Provided passage:
-- -- --
# Did your WS ambush You during NC/separation?



## Jponce06 (Feb 24, 2016)

I've been following a thread on another site where a guy is separated from his WW. He isn't afraid but would be enraged if she showed up to see him during the holy day season. I've read this happen a few times it was mostly BH trying to escape their WW (detach) and they seemed to have some how tracked them dow and ambushed them during their separation. Why? Are they hoping to some how change the BS mind (rethorical question). Also did this happen to any of you during separation? I've read of WS actually trail their BS spouses to their new apartment as they try and "hide" away. It's really a broad question especially with the holidays coming up and people going through separations/divorce.


----------



## arbitrator (Feb 13, 2012)

Jponce06 said:


> I've been following a thread on another site where a guy is separated from his WW. He isn't afraid but would be enraged if she showed up to see him during the holy day season. I've read this happen a few times it was mostly BH trying to escape their WW (detach) and they seemed to have some how tracked them dow and ambushed them during their separation. Why? Are they hoping to some how change the BS mind (rethorical question). Also did this happen to any of you during separation? I've read of WS actually trail their BS spouses to their new apartment as they try and "hide" away. It's really a broad question especially with the holidays coming up and people going through separations/divorce.
-- -- --
Given data:
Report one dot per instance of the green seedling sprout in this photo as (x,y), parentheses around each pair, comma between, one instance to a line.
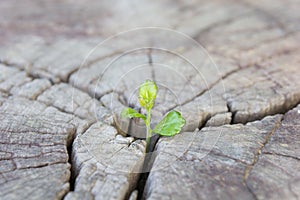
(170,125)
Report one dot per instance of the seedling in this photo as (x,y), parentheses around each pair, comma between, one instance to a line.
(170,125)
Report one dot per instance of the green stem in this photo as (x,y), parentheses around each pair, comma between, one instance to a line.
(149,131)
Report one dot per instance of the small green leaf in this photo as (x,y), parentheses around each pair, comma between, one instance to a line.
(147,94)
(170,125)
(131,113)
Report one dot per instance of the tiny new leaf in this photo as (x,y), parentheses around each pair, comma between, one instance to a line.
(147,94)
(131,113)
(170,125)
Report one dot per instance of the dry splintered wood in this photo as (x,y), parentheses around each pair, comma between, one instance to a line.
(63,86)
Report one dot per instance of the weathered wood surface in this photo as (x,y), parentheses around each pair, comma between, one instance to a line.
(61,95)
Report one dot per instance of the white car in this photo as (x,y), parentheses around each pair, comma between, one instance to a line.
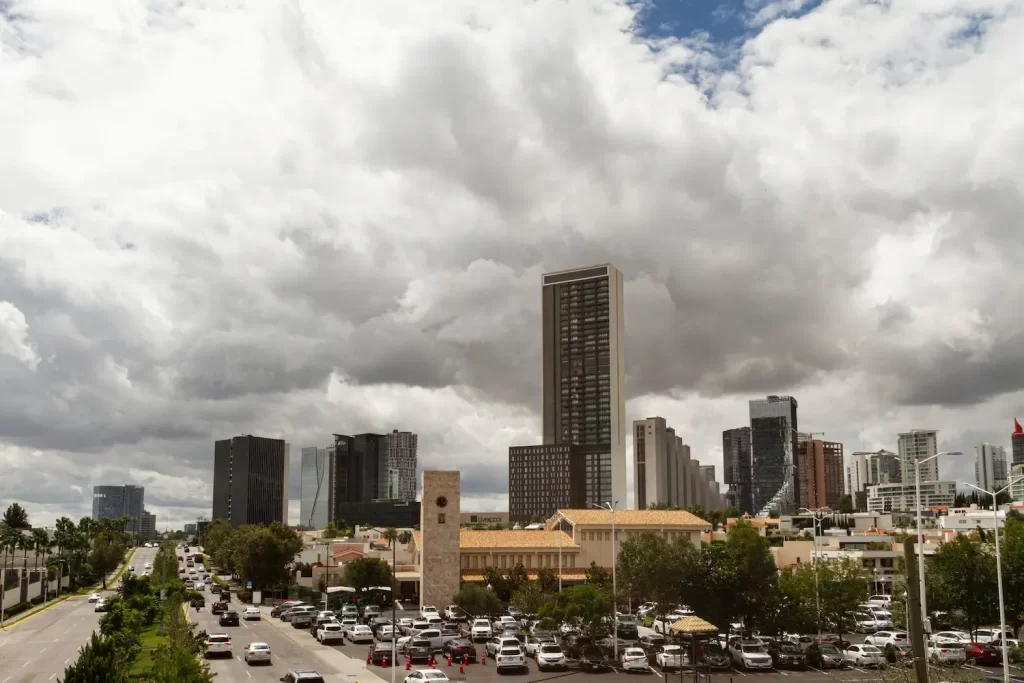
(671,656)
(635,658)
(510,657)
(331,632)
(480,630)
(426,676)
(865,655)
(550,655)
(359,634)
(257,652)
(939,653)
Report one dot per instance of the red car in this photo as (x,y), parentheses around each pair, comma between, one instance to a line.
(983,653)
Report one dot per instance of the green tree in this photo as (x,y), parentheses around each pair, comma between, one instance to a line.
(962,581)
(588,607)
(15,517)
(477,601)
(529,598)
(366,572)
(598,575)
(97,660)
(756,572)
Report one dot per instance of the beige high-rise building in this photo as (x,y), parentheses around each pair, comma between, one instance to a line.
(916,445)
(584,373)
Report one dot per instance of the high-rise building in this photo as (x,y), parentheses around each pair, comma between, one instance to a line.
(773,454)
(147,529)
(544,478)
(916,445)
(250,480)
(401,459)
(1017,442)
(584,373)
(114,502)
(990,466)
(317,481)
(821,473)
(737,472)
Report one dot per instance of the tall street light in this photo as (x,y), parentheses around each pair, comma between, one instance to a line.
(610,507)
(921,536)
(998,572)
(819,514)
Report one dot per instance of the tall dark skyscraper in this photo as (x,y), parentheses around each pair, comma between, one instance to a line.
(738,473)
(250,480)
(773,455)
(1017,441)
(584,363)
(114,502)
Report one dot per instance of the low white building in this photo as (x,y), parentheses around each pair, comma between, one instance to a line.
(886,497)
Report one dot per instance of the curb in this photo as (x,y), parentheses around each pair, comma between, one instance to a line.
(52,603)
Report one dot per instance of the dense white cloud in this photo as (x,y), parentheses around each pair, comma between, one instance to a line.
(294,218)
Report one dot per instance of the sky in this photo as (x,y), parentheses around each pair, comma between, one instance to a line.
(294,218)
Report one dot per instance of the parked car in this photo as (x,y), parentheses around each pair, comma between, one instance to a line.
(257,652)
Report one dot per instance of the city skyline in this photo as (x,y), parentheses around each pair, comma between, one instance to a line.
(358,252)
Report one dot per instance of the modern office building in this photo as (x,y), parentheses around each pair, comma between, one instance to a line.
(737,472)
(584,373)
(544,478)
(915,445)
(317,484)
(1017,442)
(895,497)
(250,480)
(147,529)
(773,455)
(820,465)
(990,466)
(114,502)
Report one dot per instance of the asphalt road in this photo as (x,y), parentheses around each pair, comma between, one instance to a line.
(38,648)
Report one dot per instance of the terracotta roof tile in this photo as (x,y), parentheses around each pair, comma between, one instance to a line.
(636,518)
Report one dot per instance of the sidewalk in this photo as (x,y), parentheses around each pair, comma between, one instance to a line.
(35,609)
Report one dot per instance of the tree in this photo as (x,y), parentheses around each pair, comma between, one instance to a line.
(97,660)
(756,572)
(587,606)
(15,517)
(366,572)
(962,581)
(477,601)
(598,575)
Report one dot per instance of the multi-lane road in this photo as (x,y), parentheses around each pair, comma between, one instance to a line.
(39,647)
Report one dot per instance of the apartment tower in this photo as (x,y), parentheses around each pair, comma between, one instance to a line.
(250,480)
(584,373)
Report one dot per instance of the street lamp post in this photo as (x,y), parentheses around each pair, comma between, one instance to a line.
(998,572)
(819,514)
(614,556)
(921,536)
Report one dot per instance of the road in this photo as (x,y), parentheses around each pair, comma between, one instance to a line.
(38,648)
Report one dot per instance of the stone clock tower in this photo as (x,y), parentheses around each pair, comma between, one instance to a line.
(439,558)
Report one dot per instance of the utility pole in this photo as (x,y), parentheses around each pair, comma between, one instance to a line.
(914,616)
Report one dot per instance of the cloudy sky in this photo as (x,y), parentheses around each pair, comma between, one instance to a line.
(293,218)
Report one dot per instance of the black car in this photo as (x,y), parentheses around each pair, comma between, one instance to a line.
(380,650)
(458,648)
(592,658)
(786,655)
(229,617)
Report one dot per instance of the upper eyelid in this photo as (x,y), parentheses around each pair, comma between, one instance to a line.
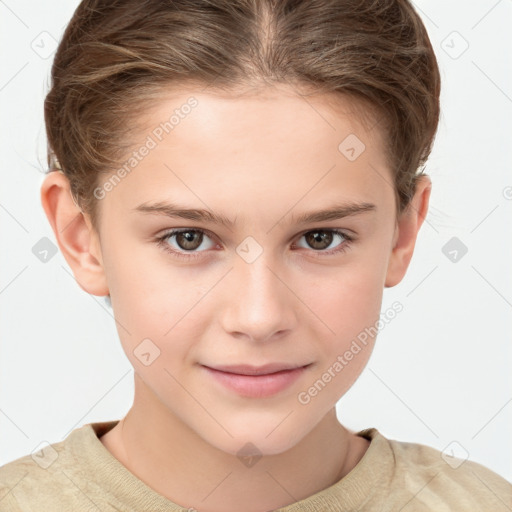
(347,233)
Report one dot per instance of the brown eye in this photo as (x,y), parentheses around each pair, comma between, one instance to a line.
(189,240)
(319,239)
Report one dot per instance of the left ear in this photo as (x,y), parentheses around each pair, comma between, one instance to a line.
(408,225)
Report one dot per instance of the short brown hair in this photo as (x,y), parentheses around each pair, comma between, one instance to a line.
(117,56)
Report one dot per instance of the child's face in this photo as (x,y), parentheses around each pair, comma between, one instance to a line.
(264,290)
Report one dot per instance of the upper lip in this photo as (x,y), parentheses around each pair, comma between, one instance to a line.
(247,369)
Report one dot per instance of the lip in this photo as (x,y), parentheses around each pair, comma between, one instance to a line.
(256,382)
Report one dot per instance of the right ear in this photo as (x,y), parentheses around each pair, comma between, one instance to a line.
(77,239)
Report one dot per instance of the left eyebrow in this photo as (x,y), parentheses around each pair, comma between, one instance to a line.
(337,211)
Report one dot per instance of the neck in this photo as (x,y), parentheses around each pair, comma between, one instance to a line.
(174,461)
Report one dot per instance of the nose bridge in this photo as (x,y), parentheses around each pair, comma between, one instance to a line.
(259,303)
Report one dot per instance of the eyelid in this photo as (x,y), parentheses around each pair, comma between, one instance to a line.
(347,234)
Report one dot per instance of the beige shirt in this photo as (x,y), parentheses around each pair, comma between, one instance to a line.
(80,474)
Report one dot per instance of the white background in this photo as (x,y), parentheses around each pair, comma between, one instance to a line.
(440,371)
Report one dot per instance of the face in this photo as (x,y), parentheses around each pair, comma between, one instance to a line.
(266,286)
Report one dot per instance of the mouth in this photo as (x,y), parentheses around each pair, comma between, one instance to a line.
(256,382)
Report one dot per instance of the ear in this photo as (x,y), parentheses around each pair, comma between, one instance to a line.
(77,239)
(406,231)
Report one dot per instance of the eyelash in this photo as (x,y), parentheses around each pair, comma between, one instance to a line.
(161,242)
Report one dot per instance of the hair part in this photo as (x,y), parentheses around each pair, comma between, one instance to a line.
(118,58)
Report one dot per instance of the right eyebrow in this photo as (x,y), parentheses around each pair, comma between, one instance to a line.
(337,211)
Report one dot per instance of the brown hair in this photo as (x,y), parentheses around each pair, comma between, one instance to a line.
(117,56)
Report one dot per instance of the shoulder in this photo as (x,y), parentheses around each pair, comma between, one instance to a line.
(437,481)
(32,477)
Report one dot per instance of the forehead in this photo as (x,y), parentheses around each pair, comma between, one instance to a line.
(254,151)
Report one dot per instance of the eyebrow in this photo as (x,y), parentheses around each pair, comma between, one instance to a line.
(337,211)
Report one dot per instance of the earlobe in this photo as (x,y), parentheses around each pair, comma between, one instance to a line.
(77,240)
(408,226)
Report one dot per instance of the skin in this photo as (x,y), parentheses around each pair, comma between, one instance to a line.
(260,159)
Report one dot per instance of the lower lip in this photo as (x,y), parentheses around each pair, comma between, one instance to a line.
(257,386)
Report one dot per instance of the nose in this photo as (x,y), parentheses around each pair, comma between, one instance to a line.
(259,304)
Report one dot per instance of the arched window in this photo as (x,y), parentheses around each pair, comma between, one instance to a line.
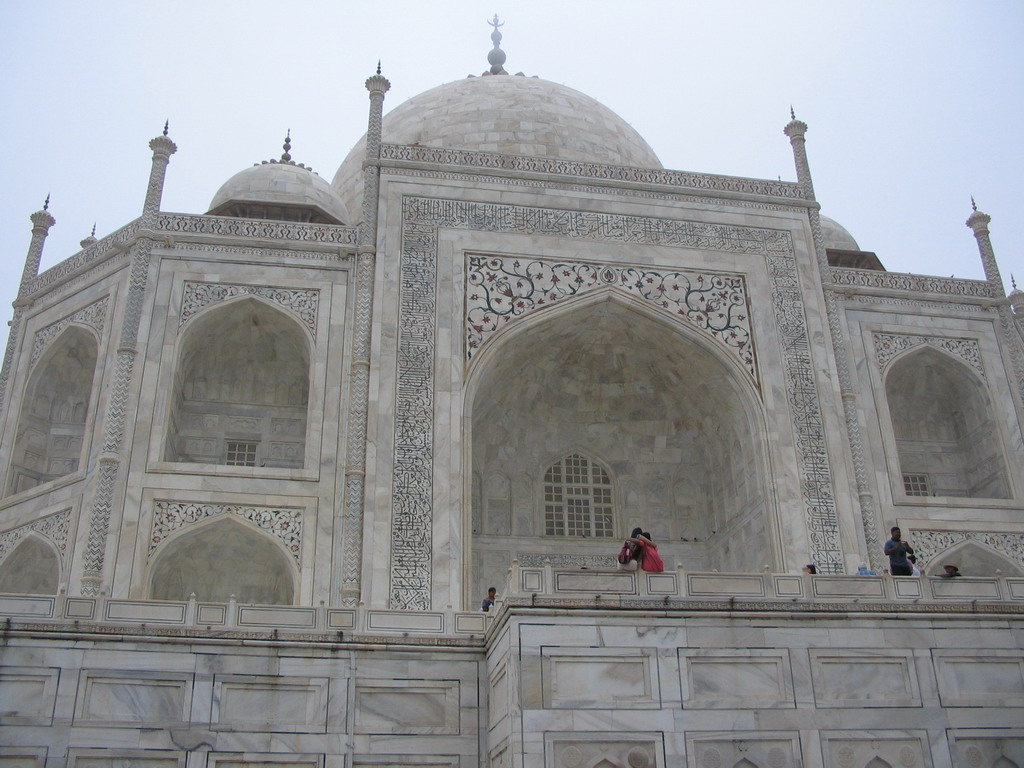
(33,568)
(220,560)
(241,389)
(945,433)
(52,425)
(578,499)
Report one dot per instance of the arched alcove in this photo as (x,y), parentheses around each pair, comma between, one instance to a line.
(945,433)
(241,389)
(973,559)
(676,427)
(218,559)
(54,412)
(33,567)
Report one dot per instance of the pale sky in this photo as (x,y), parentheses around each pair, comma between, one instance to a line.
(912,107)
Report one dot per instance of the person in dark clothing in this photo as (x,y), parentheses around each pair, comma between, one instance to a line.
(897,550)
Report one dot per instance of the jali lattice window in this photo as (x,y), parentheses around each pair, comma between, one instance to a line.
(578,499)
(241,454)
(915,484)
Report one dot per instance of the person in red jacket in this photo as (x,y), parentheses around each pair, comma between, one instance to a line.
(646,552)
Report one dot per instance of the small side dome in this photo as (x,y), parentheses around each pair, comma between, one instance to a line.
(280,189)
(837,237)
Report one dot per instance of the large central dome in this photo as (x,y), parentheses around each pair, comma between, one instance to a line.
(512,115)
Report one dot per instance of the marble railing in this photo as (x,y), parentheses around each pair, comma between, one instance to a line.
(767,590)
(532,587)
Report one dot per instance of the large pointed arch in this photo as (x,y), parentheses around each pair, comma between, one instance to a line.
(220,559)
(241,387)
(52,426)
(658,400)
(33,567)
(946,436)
-- -- --
Condense the paragraph in the forum thread that begins "I've been following a thread on another site" into a short bulleted list that keeps its main facts. The data above was drawn from a separate source.

- The poster is following a thread on another site about a man separated from his WW who isn't afraid but would be enraged if she showed up to see him during the holidays.
- The poster has read of this happening a few times, mostly to BHs trying to detach from their WWs, who tracked them down and ambushed them during the separation.
- The poster asks why, rhetorically wondering whether they hope to change the BS's mind, and asks whether this happened to any readers during separation.
- The poster has also read of WSs trailing their BS spouses to the new apartments where they tried to "hide."
- The poster calls it a broad question, especially with the holidays coming up and people going through separation or divorce.